=== Begin Enclosure ===

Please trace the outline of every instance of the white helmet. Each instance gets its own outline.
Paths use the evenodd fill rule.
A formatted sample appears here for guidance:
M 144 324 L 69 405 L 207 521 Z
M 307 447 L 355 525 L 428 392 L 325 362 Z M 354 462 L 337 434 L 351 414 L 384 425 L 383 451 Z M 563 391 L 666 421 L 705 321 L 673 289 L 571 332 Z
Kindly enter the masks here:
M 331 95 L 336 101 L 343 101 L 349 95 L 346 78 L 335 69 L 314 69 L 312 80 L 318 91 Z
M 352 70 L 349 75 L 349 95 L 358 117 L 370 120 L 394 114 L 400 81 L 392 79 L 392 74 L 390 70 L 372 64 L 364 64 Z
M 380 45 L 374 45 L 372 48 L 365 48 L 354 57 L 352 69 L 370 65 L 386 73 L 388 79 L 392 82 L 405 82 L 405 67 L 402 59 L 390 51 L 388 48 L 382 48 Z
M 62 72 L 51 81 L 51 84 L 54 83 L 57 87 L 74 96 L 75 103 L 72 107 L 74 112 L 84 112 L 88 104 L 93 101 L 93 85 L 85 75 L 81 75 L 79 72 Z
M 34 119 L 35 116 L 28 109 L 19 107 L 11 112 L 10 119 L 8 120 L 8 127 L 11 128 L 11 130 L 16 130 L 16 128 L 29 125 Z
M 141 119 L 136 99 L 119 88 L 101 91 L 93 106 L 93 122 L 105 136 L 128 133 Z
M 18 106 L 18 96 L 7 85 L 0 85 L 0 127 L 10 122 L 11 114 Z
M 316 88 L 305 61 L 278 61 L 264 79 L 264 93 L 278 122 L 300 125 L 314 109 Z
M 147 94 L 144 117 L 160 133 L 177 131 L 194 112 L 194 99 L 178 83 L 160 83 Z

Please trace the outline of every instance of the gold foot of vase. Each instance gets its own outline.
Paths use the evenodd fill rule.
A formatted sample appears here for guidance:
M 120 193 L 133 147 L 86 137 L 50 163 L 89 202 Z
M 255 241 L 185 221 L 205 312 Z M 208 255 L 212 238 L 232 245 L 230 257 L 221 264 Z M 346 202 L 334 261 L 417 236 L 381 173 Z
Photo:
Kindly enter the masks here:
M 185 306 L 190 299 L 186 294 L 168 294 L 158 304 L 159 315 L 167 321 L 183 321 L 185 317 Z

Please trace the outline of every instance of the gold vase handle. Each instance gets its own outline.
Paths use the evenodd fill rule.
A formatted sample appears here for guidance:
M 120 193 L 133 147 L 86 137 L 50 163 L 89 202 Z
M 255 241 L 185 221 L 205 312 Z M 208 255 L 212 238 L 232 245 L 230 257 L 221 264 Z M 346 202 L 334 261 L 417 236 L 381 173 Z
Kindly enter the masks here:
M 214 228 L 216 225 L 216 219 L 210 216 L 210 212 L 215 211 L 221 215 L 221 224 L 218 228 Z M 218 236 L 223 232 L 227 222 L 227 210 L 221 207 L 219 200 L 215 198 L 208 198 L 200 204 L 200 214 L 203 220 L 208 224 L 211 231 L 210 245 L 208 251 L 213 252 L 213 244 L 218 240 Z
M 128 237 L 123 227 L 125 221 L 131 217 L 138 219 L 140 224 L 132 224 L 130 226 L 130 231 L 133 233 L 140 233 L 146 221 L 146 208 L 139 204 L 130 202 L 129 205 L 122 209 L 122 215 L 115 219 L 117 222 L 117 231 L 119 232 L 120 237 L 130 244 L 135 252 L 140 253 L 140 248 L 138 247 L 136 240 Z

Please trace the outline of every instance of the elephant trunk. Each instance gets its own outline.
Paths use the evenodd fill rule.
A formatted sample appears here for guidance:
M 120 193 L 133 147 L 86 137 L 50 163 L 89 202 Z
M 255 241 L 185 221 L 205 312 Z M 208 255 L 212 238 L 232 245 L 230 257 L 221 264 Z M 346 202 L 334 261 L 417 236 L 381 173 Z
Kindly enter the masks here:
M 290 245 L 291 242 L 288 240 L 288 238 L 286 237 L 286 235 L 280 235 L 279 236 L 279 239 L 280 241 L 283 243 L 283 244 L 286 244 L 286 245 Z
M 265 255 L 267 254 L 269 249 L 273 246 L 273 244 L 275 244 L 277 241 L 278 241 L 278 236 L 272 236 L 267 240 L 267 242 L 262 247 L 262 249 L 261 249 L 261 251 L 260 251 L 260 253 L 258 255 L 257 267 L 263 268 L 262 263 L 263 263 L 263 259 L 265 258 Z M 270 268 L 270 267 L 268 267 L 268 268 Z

=== End Enclosure ===

**What is needed**
Gather each line in these records that contains the string "every".

**Exercise response**
Please trace the outline of every instance of the white helmet. Each instance gets its own outline.
Please trace the outline of every instance of the gold foot of vase. Each instance gets its own outline.
Please trace the outline of every instance of the gold vase handle. Each instance gets its own outline.
Please trace the outline of every instance of the elephant trunk. Each instance gets its own outline.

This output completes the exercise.